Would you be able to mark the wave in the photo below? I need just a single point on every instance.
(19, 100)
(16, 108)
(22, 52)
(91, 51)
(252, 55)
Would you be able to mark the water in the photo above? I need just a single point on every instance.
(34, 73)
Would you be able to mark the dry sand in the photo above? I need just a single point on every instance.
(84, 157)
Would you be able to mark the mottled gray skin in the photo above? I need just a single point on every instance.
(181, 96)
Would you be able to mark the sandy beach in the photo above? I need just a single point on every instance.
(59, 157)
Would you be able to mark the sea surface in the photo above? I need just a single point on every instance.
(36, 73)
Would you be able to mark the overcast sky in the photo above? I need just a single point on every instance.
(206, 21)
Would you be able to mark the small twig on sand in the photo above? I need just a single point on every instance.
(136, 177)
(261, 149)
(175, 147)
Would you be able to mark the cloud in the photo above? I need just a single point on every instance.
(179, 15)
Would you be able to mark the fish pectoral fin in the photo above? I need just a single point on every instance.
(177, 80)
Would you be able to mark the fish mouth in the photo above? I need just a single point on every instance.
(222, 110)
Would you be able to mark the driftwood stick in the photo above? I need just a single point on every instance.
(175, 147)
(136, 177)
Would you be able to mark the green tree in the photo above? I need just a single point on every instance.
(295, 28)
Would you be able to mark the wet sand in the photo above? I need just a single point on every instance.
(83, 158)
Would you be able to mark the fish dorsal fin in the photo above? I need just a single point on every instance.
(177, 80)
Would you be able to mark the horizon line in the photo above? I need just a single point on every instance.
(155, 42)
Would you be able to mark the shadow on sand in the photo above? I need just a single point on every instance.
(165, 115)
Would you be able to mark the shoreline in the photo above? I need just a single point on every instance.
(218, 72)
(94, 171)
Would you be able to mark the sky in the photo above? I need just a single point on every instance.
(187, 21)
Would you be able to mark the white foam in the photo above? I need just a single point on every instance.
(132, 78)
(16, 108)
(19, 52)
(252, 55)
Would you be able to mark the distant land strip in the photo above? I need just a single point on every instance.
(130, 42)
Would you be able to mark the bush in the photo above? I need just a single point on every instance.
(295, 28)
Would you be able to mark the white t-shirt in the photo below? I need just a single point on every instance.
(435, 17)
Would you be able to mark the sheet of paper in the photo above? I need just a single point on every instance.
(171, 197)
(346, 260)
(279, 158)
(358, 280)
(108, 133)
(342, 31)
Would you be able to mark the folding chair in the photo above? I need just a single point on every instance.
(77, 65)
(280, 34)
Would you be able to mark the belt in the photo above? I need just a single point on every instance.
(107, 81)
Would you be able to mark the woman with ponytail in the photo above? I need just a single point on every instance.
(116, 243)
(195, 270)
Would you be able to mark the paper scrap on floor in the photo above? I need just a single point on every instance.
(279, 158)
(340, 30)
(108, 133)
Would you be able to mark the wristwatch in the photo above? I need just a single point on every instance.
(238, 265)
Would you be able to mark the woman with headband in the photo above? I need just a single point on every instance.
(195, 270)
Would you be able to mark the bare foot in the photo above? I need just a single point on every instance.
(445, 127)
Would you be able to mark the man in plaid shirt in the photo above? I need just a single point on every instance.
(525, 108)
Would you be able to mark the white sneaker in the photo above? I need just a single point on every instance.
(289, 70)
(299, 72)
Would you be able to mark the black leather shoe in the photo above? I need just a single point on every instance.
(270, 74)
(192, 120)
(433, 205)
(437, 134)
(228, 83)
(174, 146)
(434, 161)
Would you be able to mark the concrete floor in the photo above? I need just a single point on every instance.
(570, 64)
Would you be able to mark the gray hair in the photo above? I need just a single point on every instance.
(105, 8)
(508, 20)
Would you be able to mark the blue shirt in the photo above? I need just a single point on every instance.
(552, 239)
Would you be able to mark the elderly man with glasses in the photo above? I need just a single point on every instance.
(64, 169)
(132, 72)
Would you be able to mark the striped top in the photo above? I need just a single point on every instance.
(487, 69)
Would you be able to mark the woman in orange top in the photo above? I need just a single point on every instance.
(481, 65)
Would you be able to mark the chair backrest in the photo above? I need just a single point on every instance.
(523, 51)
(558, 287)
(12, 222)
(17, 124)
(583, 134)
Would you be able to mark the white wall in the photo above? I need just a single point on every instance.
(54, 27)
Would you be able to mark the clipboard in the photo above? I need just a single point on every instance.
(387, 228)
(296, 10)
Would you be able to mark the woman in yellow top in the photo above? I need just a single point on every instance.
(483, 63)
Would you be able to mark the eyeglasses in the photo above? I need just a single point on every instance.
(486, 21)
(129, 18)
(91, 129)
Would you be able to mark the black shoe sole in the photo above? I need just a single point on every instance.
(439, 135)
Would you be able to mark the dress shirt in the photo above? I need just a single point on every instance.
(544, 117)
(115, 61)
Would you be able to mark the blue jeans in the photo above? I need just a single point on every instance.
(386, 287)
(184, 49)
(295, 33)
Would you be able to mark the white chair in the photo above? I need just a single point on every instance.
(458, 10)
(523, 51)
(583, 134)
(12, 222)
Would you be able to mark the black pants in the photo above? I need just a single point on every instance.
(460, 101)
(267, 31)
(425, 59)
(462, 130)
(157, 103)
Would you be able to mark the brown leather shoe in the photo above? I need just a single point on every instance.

________

Every record above needs to be returned in full, exactly.

Would you be able to mark the wave in the photo below? I need just a single point on every instance.
(19, 100)
(16, 108)
(22, 52)
(91, 51)
(252, 55)
Would you be able to mark the water in the photo above? I need just a single point on every instance.
(34, 73)
Would you be able to mark the dry sand in the photo above? I need just a single point on every instance.
(84, 157)
Would you be able to mark the mottled gray skin in the photo above? I need just a single point on every instance.
(181, 96)
Would you be able to mark the sandy beach in the photo above? I need just a single point on every instance.
(59, 157)
Would you be able to mark the sea surface in the photo above? I need just a single point on every instance.
(36, 73)
Would you be able to mark the overcast sky in the photo above? I need just a single point on every instance.
(206, 21)
Would you be able to mark the small twig on sand in the photo above? I need just a single point on every instance.
(136, 177)
(261, 149)
(175, 147)
Would you be able to mark the cloud in the photo above? I need just a single point on every instance.
(179, 15)
Would you be able to mark the fish pectoral fin in the photo above? I need just a single point on every instance.
(177, 80)
Would you be able to mark the fish mouth in the photo above? I need just a single point on every instance.
(222, 110)
Would you be able to mark the driftwood stick in the photo above? I need just a single point on every instance.
(175, 147)
(136, 177)
Would you be able to mark the green tree in the photo above? I need just a single point on every instance.
(295, 28)
Would you be able to mark the wet sand in the photo above? I need just a single point on every instance.
(83, 158)
Would you be able to mark the fish dorsal fin in the photo above? I need just a single point on every instance.
(177, 80)
Would you be able to mark the horizon line in the photo above? I need just a single point on every instance.
(155, 42)
Would you be able to mark the shadow on sand in the photo above? I need just a single point on every instance.
(165, 115)
Would you be able to mark the shoreline in the photo above? I need just a single point on every instance.
(218, 72)
(94, 171)
Would you be able to mark the sky in the photo above? I need just a single point on every instance.
(187, 21)
Would you be able to mark the white foam in the photo above? I need just a single point on every instance.
(132, 78)
(16, 108)
(19, 52)
(252, 55)
Would you be able to mark the distant land strip in the photo above? I need just a single point on every instance.
(130, 42)
Would you be able to mark the bush in the photo above? I need just a single point on every instance.
(295, 28)
Would you be able to mark the white t-shirt in the photo below? I need just a single point on every instance.
(435, 17)
Would you be able to mark the sheet of paper in the photo above? I need just a single point on every instance.
(171, 197)
(346, 260)
(279, 158)
(358, 280)
(108, 133)
(342, 31)
Would you be able to mark the folding chair in the photo above? I need just a single point on every instance.
(77, 65)
(280, 34)
Would you be able to mark the belt in the photo above? I need just a single point on every instance.
(107, 81)
Would you be able to mark the woman with ponytail in the photo above? I need just a single point on every instance.
(116, 243)
(195, 270)
Would you be able to mark the paper scrap on floor in the photo above? I need just a single point on every instance.
(279, 158)
(340, 30)
(108, 133)
Would you be able to mark the wristwatch in the photo above? I need just a single point on every instance.
(238, 265)
Would you be able to mark the woman with headband in the photo above? I need just a single point on every instance.
(195, 270)
Would you be able to mark the bare foot in the photo above? I need just a single point on every instance.
(445, 127)
Would you be able to mark the man in plaid shirt in the photo above? I need just a single point on every instance.
(525, 108)
Would you be able to mark the white sneaker in the photo above? I need just a single point on every instance.
(289, 70)
(299, 72)
Would you be able to mark the black leather shoe in the photo above? I need just a single point on every instance.
(270, 74)
(192, 120)
(433, 205)
(437, 134)
(228, 83)
(174, 146)
(434, 161)
Would you be able to mark the concrete floor in the photo above? I need just a single point on every instance.
(570, 64)
Would you be able to mark the gray hair in the photo above? I need just a single point on every instance.
(105, 8)
(508, 20)
Would you be able to mark the blue shirt in the photo above? I need just a single point on every instance.
(552, 239)
Would you be able to mark the elderly man with glasses in the photo above? I need just a single point on every instance.
(64, 169)
(132, 72)
Would you be able to mark the striped top in the photo above? I need just a single point on every instance.
(487, 69)
Would you be able to mark the woman in orange top in the photo above? I need just a single point on every instance.
(481, 65)
Would you be able to mark the chair backrest in the photo above? I need just a single point on every instance.
(523, 51)
(558, 287)
(12, 222)
(17, 124)
(583, 134)
Would you be able to mark the white wall in the photo above? I need just a single point on every instance.
(54, 27)
Would you be able to mark the clipboard in the photo above? I need just a single point on every instance.
(387, 228)
(296, 10)
Would you be able to mark the woman in yellow top in the photo above? I need just a single point on every instance.
(483, 63)
Would you be able to mark the eyeglasses in the photo above? I need just a single point on every instance.
(486, 21)
(129, 18)
(91, 129)
Would you be able to mark the black shoe sole in the photo above? I need just a single point on every instance.
(439, 135)
Would you be able to mark the dress shirt in the photo above? I need just a single point on every instance.
(544, 117)
(115, 61)
Would you be able to mark the blue jeans in the photo above? I need just a single point on every instance.
(386, 287)
(184, 49)
(295, 33)
Would you be able to mark the white chair in the photo above? I need just a single point on every instance.
(458, 10)
(523, 51)
(583, 134)
(12, 222)
Would you be able to mark the black pants in the photo above? I need just a single point on every instance.
(460, 101)
(267, 31)
(425, 59)
(462, 130)
(157, 103)
Would you be able to mark the brown leather shoe in the photo above? I need just a single point on every instance.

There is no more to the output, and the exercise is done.